Source extract:
►
Thesis (Ph. D.)--University of Rochester. Department of Electrical Engineering, 2019.
The existence of networks is ubiquitous in natural as well as man-made systems.
Identifying the underlying network structure of components of a complex system, especially
from simultaneously observed signals, is an actively growing area of research.
One of the biggest challenges encountered with network modeling from time-series
data is that we rarely know the underlying network structure governing interactions
amongst the signals. Thus, the task to be accomplished for such problems is that the
network modeling technique should be well-equipped to characterize different types
of interactions. Interactions (i) may be casual in nature, (ii) may have nonlinear
dependencies, (iii) may take place with different components interacting directly or
indirectly with others (iv) may be part of a large or small system. Hence, network
modeling approaches should be formulated keeping these different characteristics of
interaction in mind. To this end, this work presents three approaches that can detect
causal relationships, in systems regardless of size. These approaches are first tested
and validated on various simulations with a known underlying network structure of
interactions. Subsequently, they are evaluated on real brain activity data recorded
using functional magnetic resonance imaging (fMRI).
Studies on how the brain is connected and how different regions communicate is
a growing and evolving field, as improvements in fMRI technology call for improved
analysis techniques. One of the three investigated approaches that is nonlinear uses
local models to extract the underlying network structure from fMRI data for both
simulated and real data. Such an approach uses state space reconstruction to estimate
causality. We also develop two extensions to Granger causality analysis that can
determine network graphs for large systems. These approaches are not susceptible to
falsely capturing indirect connections since they are multivariate. We first develop
a linear multivariate Granger causality analysis approach called large-scale Granger
causality (lsGC). Subsequently, we develop large-scale nonlinear Granger causality
(lsNGC), which is an extension of lsGC as it accounts for nonlinear dependencies.
Methods currently adopted in fMRI literature are either too simplistic and unable
to capture the various types of interactions or are too complex and cannot be extended
to large systems. With the aforementioned approaches, we demonstrate that
the three investigated network modeling techniques can characterize complex interactions
without being severely impacted by network size and limited observations.
These methods can potentially replace traditional correlation-based approaches used
to estimate the network structure in fMRI. Additionally, they can also be used to aid
model-driven approaches that require a pre-specified network structure. Furthermore,
the promising results on experimental fMRI data suggest that these approaches may
aid in identifying imaging-derived biomarkers that can assist clinicians in monitoring
disease progression and response to therapeutic intervention for patients with a wide
range of neurological and psychiatric disorders.
◄
Data for review:
►
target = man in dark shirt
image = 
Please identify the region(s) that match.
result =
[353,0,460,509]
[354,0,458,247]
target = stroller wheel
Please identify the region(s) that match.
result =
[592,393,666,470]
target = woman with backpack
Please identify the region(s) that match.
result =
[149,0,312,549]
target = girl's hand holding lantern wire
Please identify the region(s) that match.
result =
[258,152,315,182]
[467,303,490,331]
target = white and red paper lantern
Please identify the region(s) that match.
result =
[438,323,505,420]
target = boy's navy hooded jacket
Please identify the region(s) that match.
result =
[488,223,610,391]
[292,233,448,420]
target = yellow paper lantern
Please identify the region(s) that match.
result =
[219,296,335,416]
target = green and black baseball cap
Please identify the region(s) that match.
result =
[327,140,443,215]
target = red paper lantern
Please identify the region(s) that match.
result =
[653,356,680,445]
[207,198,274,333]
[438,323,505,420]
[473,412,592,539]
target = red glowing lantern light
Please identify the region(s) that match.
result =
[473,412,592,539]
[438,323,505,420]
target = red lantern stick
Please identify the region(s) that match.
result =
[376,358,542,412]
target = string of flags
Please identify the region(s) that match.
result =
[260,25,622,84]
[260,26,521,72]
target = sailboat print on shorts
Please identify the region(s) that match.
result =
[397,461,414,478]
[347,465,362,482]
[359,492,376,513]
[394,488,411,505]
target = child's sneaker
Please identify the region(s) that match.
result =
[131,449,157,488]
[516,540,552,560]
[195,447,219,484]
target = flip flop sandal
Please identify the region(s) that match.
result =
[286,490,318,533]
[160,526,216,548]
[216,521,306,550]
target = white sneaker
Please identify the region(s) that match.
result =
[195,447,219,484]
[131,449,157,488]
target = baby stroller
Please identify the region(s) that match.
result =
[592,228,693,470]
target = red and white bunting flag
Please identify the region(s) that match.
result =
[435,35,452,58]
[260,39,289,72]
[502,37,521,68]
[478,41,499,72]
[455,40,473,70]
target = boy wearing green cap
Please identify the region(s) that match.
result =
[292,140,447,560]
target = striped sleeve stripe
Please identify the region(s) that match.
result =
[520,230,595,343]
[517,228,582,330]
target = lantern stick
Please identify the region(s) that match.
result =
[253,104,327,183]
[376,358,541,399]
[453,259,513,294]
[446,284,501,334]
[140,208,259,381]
◄
Try it:
Answer these from the thesis abstract:
1. Which university and department is the thesis from, and in what year?
2. What does the nonlinear approach based on local models use to estimate causality?
3. Which approach does lsNGC extend, and what does it account for?

Problem solution:
1. University of Rochester, Department of Electrical Engineering, 2019.
2. State space reconstruction.
3. It extends large-scale Granger causality (lsGC) and accounts for nonlinear dependencies.